◆ **Work task**: Reproduce the entries below in full, word for word.
Supplied records Start Marker
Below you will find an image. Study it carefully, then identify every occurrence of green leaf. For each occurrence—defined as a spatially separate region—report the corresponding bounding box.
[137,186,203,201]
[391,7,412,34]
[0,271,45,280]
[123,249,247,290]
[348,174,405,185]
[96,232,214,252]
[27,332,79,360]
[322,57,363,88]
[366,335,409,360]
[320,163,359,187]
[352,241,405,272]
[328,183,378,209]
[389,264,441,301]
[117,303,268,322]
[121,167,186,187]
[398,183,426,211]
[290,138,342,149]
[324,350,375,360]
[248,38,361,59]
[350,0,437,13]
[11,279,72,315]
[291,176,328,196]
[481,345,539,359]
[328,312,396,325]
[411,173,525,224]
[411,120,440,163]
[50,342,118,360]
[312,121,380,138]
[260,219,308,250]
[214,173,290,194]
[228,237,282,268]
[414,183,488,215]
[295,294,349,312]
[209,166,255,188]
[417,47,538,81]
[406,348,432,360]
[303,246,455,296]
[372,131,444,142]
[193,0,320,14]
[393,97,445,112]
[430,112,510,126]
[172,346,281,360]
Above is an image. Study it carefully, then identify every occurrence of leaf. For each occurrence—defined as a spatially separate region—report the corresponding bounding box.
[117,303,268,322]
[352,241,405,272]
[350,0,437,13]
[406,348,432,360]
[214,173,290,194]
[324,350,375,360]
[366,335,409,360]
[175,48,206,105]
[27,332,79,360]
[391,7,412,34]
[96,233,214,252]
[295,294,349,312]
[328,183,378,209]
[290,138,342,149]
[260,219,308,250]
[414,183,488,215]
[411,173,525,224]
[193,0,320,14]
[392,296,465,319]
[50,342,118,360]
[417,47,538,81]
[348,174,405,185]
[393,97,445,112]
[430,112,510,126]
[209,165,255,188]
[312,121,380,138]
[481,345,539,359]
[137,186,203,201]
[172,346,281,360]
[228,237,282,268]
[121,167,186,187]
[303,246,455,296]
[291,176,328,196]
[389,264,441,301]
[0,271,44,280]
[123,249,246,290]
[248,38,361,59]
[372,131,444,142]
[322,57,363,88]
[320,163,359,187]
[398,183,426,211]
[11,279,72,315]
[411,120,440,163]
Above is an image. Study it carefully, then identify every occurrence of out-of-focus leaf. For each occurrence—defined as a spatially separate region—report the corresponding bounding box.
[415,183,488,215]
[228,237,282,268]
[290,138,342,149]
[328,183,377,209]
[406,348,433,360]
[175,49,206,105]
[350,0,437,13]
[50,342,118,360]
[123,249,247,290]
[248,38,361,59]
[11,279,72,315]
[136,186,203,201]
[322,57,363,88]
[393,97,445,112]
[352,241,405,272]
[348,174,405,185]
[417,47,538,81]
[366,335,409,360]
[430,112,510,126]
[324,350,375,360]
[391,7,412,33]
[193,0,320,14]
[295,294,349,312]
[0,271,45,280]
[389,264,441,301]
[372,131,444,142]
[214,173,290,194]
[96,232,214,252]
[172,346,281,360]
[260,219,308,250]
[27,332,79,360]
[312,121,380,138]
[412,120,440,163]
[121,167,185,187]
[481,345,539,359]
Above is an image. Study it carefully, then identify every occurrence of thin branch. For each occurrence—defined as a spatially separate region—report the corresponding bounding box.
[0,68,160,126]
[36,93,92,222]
Supplied records End Marker
◆ **Completed task**:
Below you will find an image. Study it carefully, then identify every occurrence of green leaf. For each occurrence—defined as a spatially separate region—report the corresponding bounding box.
[137,186,203,201]
[391,7,412,34]
[0,271,45,280]
[123,249,247,290]
[348,174,405,185]
[96,232,214,252]
[27,332,79,360]
[322,57,363,88]
[366,335,409,360]
[320,163,359,187]
[352,241,405,272]
[328,183,378,209]
[389,264,441,301]
[117,303,268,322]
[121,167,186,187]
[398,183,426,211]
[290,138,342,149]
[324,350,375,360]
[248,38,361,59]
[350,0,437,13]
[11,279,72,315]
[291,176,328,196]
[481,345,539,359]
[328,312,396,325]
[411,173,525,224]
[411,120,440,163]
[50,342,118,360]
[312,121,380,138]
[260,219,308,250]
[214,173,290,194]
[228,237,282,268]
[414,183,488,215]
[295,294,349,312]
[209,166,255,188]
[417,47,538,81]
[406,348,432,360]
[303,246,455,296]
[372,131,444,142]
[193,0,320,14]
[393,97,445,112]
[430,112,510,126]
[172,346,281,360]
Above is an image. Study it carefully, then identify every occurrence of leaf. For each occurrence—defined as a spatially separate region—report the corresponding bounding box.
[117,303,268,322]
[352,241,405,272]
[350,0,437,13]
[406,348,432,360]
[214,173,290,194]
[324,350,375,360]
[366,335,409,360]
[175,48,206,105]
[27,332,79,360]
[391,7,412,34]
[96,233,214,252]
[295,294,349,312]
[328,183,378,209]
[290,138,342,149]
[260,219,308,250]
[414,183,488,215]
[411,173,525,224]
[193,0,320,14]
[392,296,465,319]
[50,342,118,360]
[417,47,538,81]
[348,174,405,185]
[393,97,445,112]
[430,112,510,126]
[209,165,255,188]
[312,121,380,138]
[481,345,539,359]
[137,186,203,201]
[172,346,281,360]
[228,237,282,268]
[121,167,186,187]
[303,246,455,296]
[291,176,328,196]
[389,264,441,301]
[0,271,44,280]
[123,249,246,290]
[248,38,361,59]
[372,131,444,142]
[322,57,363,88]
[320,163,359,187]
[398,183,426,211]
[11,279,72,315]
[411,120,440,163]
Above is an image. Study it carefully, then identify every occurrence of out-of-focus leaf. For each occurrence—defined as a spatially separate region—report the corresponding bounding box.
[415,183,488,215]
[228,237,282,268]
[290,138,342,149]
[328,183,377,209]
[406,348,433,360]
[175,49,206,105]
[350,0,437,13]
[50,342,118,360]
[123,249,247,290]
[248,38,361,59]
[11,279,72,315]
[136,186,203,201]
[322,57,363,88]
[393,97,445,112]
[352,241,405,272]
[348,174,405,185]
[417,47,538,81]
[366,335,409,360]
[430,112,510,126]
[324,350,375,360]
[391,7,412,33]
[193,0,320,14]
[295,294,349,312]
[0,271,45,280]
[389,264,441,301]
[372,131,444,142]
[214,173,290,194]
[96,232,214,252]
[172,346,281,360]
[260,219,308,250]
[27,332,79,360]
[312,121,380,138]
[412,120,440,163]
[121,167,185,187]
[481,345,539,359]
Above is an image. Study it carefully, then identify every occurrence of thin branch. For each occurrence—defined as a spatially separate region—report the corresponding bounding box.
[0,68,160,126]
[36,93,92,222]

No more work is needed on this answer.